---- ESTRATTO DEL TESTO

Esattamente venti anni fa ci lasciava The Voice, la voce d’America che nel corso della sua lunghissima ed inesauribile carriera ha venduto oltre 150 milioni di dischi. Ancora oggi, nelle sale di social dance non manca mai un pezzo di Frank Sinatra, quella musica con la quale sentiamo di avere sempre grande familiarità. Si potrebbero dire davvero tante cose su questo eclettico artista, potremmo partire da quella voce inconfondibile, dall’eterna giovinezza di quei brani che non passeranno mai di moda o dalla sua indole attraverso cui irretiva cuori di fan di ogni età.

Il suo successo è stato, e resta, difficile da eguagliare, basti pensare che nel solo decennio 1945-1955, ogni anno, almeno una sua canzone si piazzava al primo posto in classica tanto da diventare una delle voci più popolari della radio.

Ma andiamo per gradi. Questo preambolo è servito per introdurci direttamente in medias res; di origini italiane, quel giovane dai “grandi occhi blu” (da cui il soprannome “Ol’ Blue Eyes”) deve un po’ la sua “fortuna” al fatto che in seguito a un delitto d’onore commesso a inizio secolo scorso, la sua famiglia fu costretta a scappare dalla nostra penisola per rifugiarsi nella terra promessa.

Quel ragazzo che già a quindici anni sentiva il bisogno di cantare, espresse ai propri genitori il desiderio di rendere quella passione una professione a tutti gli effetti: se da una parte l’amata mamma Dolly, che non fu mai tenera con lui, si rassegnò nel sostenere questo sogno dall’altra, il padre (Antonio poi divenuto Anthony Martin Sinatra, originario di un paesino siciliano) si oppose a questo progetto e lo spronò invece a trovarsi un vero lavoro. Prima di diventare il cantante che conosciamo, infatti, provò a soddisfare le esigenze del genitore lavorando in una libreria, poi come operaio, ma senza abbandonare il suo più grande amore: il canto.

E così che è iniziata l’ascesa artistica di questo intramontabile personaggio, dai piccoli locali in cui si esibiva come “saloon singer” ai maggiori palcoscenici del mondo come l’assoluto Frank Sinatra.

Lo swing, lo stile ma soprattutto la voce di “Frankie” appassionarono ed entusiasmarono il pubblico, i nostri “paisà” emigrati ma soprattutto le ragazze che cascavano ai suoi piedi.

Musica, gangster, gioco d’azzardo e luci di Las Vegas: Frank entra in questo “circolo vizioso” che gli costerà l’appellativo di “amico dei mafiosi”, un po’ per il pregiudizio legato ai nostri connazionali che scelsero di attraversare l’oceano alla ricerca di fortuna, un po’ per le situazioni scandalose nelle quali era coinvolto (come per esempio l’accusa di molestie sessuali nei confronti della futura moglie Nancy Barbato) e, se vogliamo, anche per quel carattere che lo contraddistingueva (amava i festivi notturni durante i quali non mancavano mai bellissime soubrette o prostitute).

--------
---- DATI MOSTRATI

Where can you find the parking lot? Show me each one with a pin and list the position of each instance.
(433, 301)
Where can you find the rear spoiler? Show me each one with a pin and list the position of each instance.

--------

__ESERCIZI__.
(a) Stabilisci se le affermazioni seguenti concordano con l'estratto su Frank Sinatra, rispondendo sì o no a ciascuna e citando alla lettera le parole del testo che lo dimostrano: (i) Sinatra ha venduto oltre 150 milioni di dischi; (ii) il padre di Sinatra appoggiò il suo desiderio di fare il cantante; (iii) prima di diventare cantante, Sinatra lavorò in una libreria.
(b) Copia parola per parola il passo dell'estratto su Frank Sinatra che va da "Esattamente venti anni" a "di ogni età.".
(c) Riassumi l'estratto su Frank Sinatra in due frasi.

__SOLUZIONI PER ESERCIZIO__.
(a)
(i) Sì: «ha venduto oltre 150 milioni di dischi».
(ii) No: «si oppose a questo progetto e lo spronò invece a trovarsi un vero lavoro».
(iii) Sì: «lavorando in una libreria».

(b)
Esattamente venti anni fa ci lasciava The Voice, la voce d’America che nel corso della sua lunghissima ed inesauribile carriera ha venduto oltre 150 milioni di dischi. Ancora oggi, nelle sale di social dance non manca mai un pezzo di Frank Sinatra, quella musica con la quale sentiamo di avere sempre grande familiarità. Si potrebbero dire davvero tante cose su questo eclettico artista, potremmo partire da quella voce inconfondibile, dall’eterna giovinezza di quei brani che non passeranno mai di moda o dalla sua indole attraverso cui irretiva cuori di fan di ogni età.

(c) Frank Sinatra, scomparso vent'anni fa, ha venduto oltre 150 milioni di dischi, e dal 1945 al 1955 ogni anno almeno una sua canzone arrivava al primo posto. Di origini italiane, lavorò in una libreria e come operaio per accontentare il padre, contrario alla sua passione, ma non abbandonò il canto e passò dai piccoli locali ai maggiori palcoscenici del mondo, guadagnandosi però anche l'appellativo di "amico dei mafiosi".